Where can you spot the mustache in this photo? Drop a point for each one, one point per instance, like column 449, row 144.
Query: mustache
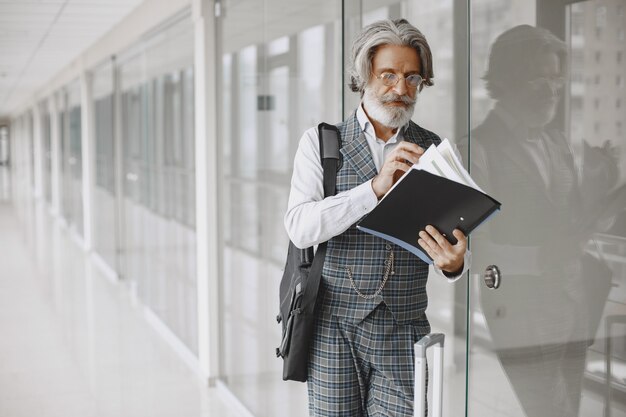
column 391, row 97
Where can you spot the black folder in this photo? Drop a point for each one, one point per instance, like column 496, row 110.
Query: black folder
column 421, row 199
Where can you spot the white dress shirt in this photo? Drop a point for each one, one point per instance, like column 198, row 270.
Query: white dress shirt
column 312, row 219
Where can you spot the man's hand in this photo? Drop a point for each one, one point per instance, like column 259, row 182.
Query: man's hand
column 400, row 159
column 448, row 257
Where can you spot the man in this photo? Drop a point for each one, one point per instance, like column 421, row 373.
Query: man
column 546, row 314
column 372, row 300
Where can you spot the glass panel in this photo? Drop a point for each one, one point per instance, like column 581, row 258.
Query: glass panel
column 157, row 127
column 548, row 143
column 46, row 139
column 104, row 193
column 71, row 152
column 280, row 75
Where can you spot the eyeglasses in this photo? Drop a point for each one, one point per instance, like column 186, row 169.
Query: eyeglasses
column 390, row 79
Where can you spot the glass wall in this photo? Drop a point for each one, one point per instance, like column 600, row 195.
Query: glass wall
column 71, row 156
column 105, row 229
column 281, row 74
column 46, row 145
column 547, row 141
column 158, row 199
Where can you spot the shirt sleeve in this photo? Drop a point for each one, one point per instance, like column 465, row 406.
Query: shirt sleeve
column 312, row 219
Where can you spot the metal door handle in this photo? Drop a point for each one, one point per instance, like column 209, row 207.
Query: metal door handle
column 492, row 277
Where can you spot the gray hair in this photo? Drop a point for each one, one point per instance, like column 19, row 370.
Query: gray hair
column 387, row 32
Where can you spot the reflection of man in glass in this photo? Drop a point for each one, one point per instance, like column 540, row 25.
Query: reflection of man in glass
column 371, row 307
column 546, row 313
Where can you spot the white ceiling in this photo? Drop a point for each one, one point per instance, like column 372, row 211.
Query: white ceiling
column 38, row 38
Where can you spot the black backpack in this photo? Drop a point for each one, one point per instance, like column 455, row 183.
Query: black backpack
column 301, row 278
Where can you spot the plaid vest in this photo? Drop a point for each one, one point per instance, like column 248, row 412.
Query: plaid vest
column 365, row 255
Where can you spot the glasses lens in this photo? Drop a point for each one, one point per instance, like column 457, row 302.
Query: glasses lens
column 389, row 79
column 414, row 80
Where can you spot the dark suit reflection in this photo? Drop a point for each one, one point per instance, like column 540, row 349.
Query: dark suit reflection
column 546, row 313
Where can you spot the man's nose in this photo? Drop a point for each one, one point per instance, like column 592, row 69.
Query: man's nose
column 400, row 88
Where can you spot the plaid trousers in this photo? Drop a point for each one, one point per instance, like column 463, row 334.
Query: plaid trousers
column 363, row 369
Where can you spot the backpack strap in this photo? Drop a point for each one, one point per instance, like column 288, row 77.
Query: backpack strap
column 330, row 143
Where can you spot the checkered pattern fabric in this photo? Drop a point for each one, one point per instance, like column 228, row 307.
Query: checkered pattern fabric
column 363, row 369
column 361, row 361
column 364, row 254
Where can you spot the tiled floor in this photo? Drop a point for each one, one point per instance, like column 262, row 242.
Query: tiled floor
column 73, row 343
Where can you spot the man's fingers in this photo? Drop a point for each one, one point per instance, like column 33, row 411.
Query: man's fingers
column 427, row 248
column 439, row 238
column 460, row 237
column 429, row 242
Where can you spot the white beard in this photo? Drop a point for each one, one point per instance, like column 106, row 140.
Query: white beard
column 390, row 116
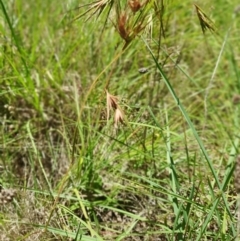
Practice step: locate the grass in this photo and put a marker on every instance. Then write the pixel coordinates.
(163, 169)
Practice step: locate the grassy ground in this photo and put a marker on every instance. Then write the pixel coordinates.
(164, 170)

+++

__INSTRUCTIONS TO FOLLOW__
Please extract every row above word for word, leaving out the pictures.

__EXPECTED ANSWER__
Where can you spot the mustache in this photo? Drop a point for each one, one point per instance, like column 449, row 144.
Query: mustache
column 391, row 97
Where can you spot the black folder in this photo? Drop a point for each one, one point per instance, like column 496, row 110.
Query: black folder
column 421, row 199
Where can you spot the white dress shirt in this photo? Drop a point for each one, one point per instance, like column 198, row 270.
Query: white dress shirt
column 312, row 219
Where can you spot the man's hand in this photo? Drop a point for each one, one point per instance, like column 259, row 182.
Query: man's hand
column 400, row 159
column 448, row 257
Where can you spot the man in this photo? Drop a point for each one, one point per instance, like column 421, row 373.
Query: man
column 546, row 314
column 372, row 300
Where can you spot the glass panel in this photo? Drop a point for each one, one point per instance, like column 581, row 258.
Query: glass panel
column 157, row 127
column 548, row 143
column 46, row 139
column 104, row 193
column 71, row 152
column 280, row 75
Where can you spot the eyeglasses in this photo? Drop a point for each one, one point per instance, like column 186, row 169.
Query: eyeglasses
column 390, row 79
Where can you spot the glass wall in this photo? Drop a point for each one, one point per instance, like column 600, row 195.
Query: glass wall
column 71, row 156
column 105, row 229
column 281, row 74
column 46, row 145
column 547, row 141
column 158, row 199
Where can you spot the shirt sleeve in this photo? Drop a point for each one, one point per instance, like column 465, row 406.
Query: shirt sleeve
column 312, row 219
Where can you spot the metal door handle in this photo? Drop a point for each one, one point per instance, like column 209, row 207.
Query: metal door handle
column 492, row 277
Where can you spot the gray hair in this photo? Drop a point for each one, one point per instance, like column 19, row 370.
Query: gray hair
column 387, row 32
Where can you spot the reflection of man in glass in this photo? Drop a point for each one, one point per instance, like column 540, row 25.
Query: reflection of man in glass
column 371, row 307
column 546, row 313
Where can you spot the white ceiling in this photo? Drop a point for each one, one point per instance, like column 372, row 211.
Query: white ceiling
column 38, row 38
Where can you spot the black backpack in this photo? Drop a point for each one, one point per instance, like column 455, row 183.
Query: black backpack
column 301, row 278
Where can you spot the plaid vest in this photo? Drop a point for each one, one point per instance, like column 248, row 412.
Query: plaid vest
column 365, row 255
Where can you spot the glasses lens in this photo? Drop a point for each one, one point per instance, like column 457, row 302.
Query: glasses lens
column 389, row 79
column 414, row 80
Where can you spot the dark suit reflection in this photo? Drop a point for each one, one point per instance, like column 540, row 349.
Query: dark suit reflection
column 546, row 313
Where can you spot the man's nose in this photo? Drop a point for each one, one point per instance, like column 592, row 69.
Query: man's nose
column 400, row 88
Where can you spot the plaid trousers in this photo? Drop a point for each one, one point per instance, like column 463, row 334.
Query: plaid trousers
column 363, row 369
Where can you spot the backpack strap in this photo? Drop a point for each one, one point per instance, like column 288, row 77.
Query: backpack strap
column 330, row 143
Where can you spot the checkered pattern fabric in this photo? Drop a point for each one, one point per instance, like column 228, row 307.
Query: checkered pattern fabric
column 363, row 369
column 361, row 361
column 364, row 254
Where can you spot the tiled floor in this photo? Drop a point for each one, one point per instance, like column 262, row 242.
Query: tiled floor
column 73, row 343
Where can you spot the man's fingers in this photo? Drop a point for each one, one point per instance, like column 33, row 411.
Query: man's fingers
column 427, row 248
column 439, row 238
column 460, row 237
column 429, row 242
Where can you spot the white beard in this photo? Drop a point for each one, one point per instance, like column 106, row 140.
Query: white beard
column 390, row 116
Practice step: locate the grass in this photo and put a marker on every instance. Then write the pixel coordinates.
(163, 169)
Practice step: locate the grassy ground in this photo and put a marker on every instance. Then write the pixel coordinates.
(164, 170)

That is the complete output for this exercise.